*** Entries ***

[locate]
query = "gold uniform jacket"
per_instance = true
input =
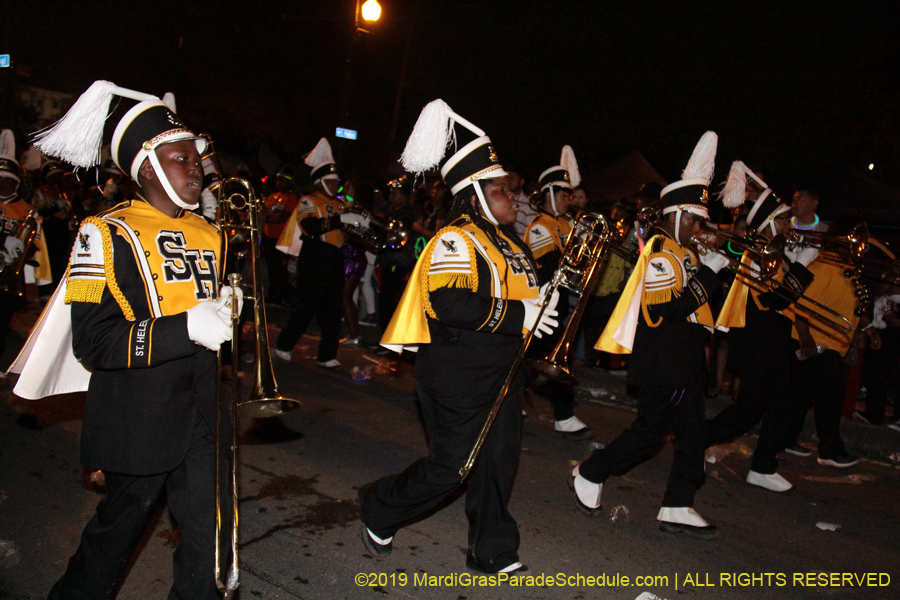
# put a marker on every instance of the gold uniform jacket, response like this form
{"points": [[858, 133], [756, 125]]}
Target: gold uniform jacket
{"points": [[132, 275], [661, 316], [462, 309]]}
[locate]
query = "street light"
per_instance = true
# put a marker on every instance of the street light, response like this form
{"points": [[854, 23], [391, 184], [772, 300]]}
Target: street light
{"points": [[371, 10]]}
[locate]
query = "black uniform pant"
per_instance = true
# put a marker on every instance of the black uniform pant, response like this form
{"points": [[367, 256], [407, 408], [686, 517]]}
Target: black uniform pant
{"points": [[762, 395], [660, 410], [111, 536], [393, 282], [453, 423], [820, 382], [320, 285]]}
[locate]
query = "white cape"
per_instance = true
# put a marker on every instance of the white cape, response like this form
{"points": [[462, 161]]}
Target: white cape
{"points": [[47, 364]]}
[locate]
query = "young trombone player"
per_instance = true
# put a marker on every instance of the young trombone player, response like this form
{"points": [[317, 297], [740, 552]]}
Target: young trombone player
{"points": [[142, 307], [470, 300], [760, 345], [661, 319]]}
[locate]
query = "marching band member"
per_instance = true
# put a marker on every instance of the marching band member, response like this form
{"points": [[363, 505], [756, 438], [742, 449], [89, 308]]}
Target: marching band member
{"points": [[473, 294], [818, 376], [139, 307], [760, 342], [315, 227], [546, 237], [661, 320]]}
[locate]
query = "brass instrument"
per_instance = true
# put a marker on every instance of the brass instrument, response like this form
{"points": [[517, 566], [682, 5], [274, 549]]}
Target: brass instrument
{"points": [[846, 250], [239, 225], [769, 255], [585, 249], [11, 273], [379, 234]]}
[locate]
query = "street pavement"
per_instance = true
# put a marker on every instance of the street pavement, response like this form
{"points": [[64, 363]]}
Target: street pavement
{"points": [[299, 532]]}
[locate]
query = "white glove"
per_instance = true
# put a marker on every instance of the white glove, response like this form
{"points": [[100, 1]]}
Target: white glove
{"points": [[532, 306], [206, 326], [804, 256], [714, 260], [12, 248], [226, 292], [354, 219]]}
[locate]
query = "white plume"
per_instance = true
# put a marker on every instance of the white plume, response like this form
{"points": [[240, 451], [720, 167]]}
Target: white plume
{"points": [[8, 144], [429, 139], [77, 137], [567, 161], [169, 100], [702, 164], [735, 191], [432, 135], [320, 155]]}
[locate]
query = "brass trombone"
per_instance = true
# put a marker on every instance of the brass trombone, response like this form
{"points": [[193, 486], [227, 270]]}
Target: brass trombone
{"points": [[587, 245], [769, 255], [239, 226]]}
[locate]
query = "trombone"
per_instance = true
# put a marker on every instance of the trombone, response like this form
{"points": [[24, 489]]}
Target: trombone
{"points": [[588, 243], [239, 227], [769, 255]]}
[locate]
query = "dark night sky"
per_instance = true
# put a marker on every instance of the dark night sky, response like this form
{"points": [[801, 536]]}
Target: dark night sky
{"points": [[789, 88]]}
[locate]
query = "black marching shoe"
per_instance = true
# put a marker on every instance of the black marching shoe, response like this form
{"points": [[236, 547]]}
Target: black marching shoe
{"points": [[374, 547], [842, 460], [701, 533], [798, 450]]}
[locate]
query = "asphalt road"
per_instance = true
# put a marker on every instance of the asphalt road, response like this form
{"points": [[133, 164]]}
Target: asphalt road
{"points": [[300, 528]]}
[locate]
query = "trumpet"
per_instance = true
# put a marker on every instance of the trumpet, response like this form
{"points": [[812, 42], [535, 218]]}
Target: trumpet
{"points": [[585, 249], [239, 226], [769, 256], [11, 272], [379, 234]]}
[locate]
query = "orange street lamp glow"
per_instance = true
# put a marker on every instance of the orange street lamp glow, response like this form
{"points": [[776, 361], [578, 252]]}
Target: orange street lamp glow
{"points": [[371, 10]]}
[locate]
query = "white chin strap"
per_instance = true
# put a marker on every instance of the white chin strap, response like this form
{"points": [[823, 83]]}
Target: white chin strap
{"points": [[484, 208], [553, 202], [15, 191], [166, 185], [678, 226]]}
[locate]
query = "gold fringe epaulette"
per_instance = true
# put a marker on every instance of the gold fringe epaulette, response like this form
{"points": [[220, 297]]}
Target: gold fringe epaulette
{"points": [[87, 290], [431, 283]]}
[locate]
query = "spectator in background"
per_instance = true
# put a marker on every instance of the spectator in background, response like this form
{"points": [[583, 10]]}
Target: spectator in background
{"points": [[526, 212], [279, 206], [396, 264]]}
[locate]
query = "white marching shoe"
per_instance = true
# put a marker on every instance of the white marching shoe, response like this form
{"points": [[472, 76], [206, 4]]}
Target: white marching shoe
{"points": [[773, 482], [684, 519]]}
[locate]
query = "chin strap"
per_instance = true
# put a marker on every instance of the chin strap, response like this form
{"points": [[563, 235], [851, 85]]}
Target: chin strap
{"points": [[678, 226], [553, 202], [170, 191], [484, 207]]}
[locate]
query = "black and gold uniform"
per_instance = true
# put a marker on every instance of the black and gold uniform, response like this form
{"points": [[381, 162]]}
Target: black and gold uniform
{"points": [[662, 319], [820, 380], [135, 322], [464, 291], [760, 350], [320, 264], [546, 237], [463, 310]]}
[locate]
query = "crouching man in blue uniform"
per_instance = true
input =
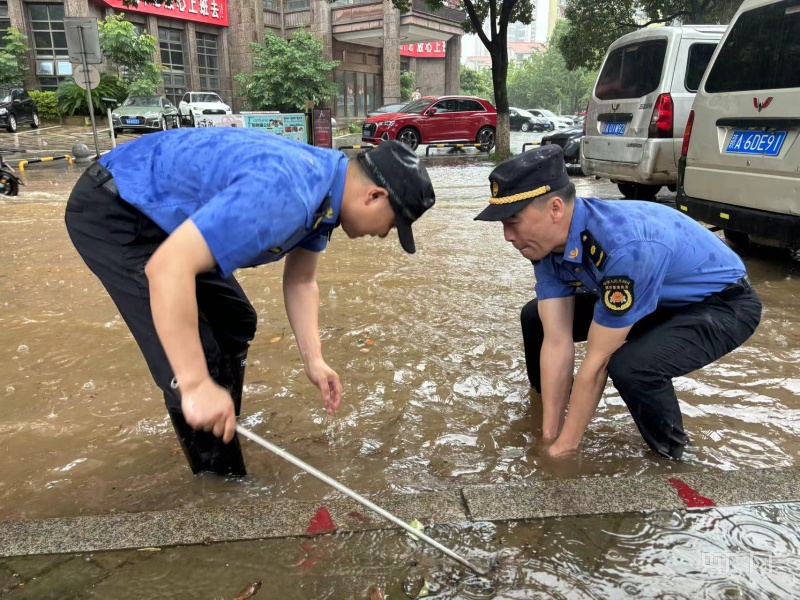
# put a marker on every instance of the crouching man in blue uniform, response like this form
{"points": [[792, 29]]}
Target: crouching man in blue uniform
{"points": [[165, 220], [654, 293]]}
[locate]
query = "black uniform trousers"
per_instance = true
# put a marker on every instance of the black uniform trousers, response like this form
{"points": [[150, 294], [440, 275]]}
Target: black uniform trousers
{"points": [[669, 342], [116, 240]]}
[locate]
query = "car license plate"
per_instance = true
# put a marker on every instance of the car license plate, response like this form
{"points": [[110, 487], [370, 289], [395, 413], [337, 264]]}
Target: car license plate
{"points": [[756, 142], [613, 128]]}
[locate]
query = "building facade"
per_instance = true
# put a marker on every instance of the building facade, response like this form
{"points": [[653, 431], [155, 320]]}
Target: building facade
{"points": [[204, 43]]}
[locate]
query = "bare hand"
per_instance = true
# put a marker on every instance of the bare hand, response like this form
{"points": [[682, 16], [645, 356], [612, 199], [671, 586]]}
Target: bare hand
{"points": [[208, 406], [326, 379]]}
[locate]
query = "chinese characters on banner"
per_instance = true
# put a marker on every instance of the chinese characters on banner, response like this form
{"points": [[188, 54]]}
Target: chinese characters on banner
{"points": [[291, 125], [213, 12], [424, 50]]}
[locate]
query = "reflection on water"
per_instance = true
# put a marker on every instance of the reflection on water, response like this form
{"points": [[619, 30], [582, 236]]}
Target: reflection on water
{"points": [[744, 552], [436, 401]]}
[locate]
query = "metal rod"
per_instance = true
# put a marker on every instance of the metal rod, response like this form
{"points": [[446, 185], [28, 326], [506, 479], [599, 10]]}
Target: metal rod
{"points": [[355, 496]]}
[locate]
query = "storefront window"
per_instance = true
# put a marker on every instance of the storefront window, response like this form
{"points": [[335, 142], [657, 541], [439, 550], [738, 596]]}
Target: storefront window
{"points": [[170, 42], [50, 44], [208, 61]]}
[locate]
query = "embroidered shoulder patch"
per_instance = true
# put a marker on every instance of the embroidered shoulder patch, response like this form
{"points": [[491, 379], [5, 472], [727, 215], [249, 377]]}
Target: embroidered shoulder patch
{"points": [[618, 294], [593, 250]]}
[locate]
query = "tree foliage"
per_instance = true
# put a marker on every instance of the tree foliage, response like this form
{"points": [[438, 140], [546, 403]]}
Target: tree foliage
{"points": [[594, 24], [543, 81], [130, 54], [286, 73], [13, 58], [477, 83], [72, 98]]}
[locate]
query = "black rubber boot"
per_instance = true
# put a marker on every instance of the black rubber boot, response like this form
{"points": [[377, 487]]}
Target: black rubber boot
{"points": [[204, 451]]}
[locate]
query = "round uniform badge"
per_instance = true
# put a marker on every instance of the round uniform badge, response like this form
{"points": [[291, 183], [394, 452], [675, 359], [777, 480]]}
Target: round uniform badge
{"points": [[618, 294]]}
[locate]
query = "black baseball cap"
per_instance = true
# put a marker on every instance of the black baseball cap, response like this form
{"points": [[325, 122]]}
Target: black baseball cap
{"points": [[518, 181], [397, 168]]}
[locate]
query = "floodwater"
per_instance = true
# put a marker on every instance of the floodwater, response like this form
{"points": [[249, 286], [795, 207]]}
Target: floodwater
{"points": [[427, 346]]}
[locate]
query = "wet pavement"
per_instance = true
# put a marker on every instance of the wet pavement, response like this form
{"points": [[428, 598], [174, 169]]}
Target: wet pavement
{"points": [[430, 355]]}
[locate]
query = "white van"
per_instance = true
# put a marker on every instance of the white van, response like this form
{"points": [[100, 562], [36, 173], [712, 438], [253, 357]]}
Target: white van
{"points": [[640, 104], [741, 165]]}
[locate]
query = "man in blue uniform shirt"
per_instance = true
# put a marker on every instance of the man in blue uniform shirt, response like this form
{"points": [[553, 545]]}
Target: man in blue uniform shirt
{"points": [[654, 293], [165, 220]]}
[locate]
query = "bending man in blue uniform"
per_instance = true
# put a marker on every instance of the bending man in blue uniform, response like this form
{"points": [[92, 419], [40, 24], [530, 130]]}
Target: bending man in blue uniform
{"points": [[165, 220], [654, 293]]}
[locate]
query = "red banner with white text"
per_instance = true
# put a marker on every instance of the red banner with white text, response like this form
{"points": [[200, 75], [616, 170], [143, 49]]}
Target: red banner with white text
{"points": [[213, 12]]}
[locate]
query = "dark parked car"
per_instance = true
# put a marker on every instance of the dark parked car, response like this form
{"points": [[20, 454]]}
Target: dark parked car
{"points": [[431, 120], [381, 110], [570, 141], [16, 108]]}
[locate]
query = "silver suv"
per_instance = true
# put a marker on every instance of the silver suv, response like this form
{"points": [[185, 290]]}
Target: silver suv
{"points": [[740, 168], [640, 103]]}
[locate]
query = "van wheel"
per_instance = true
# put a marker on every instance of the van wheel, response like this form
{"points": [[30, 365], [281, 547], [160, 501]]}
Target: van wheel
{"points": [[737, 238], [638, 191]]}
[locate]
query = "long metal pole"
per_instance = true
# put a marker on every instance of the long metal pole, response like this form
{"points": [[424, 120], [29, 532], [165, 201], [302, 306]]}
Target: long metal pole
{"points": [[89, 94], [355, 496]]}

***

> Objective
Pull out each line of the entries above that contains the string "boot". Uppercase and lowercase count as different.

> The answer
query = "black rubber boot"
# put a marker on every instance of the black rubber boot, response like this form
Target: black rubber boot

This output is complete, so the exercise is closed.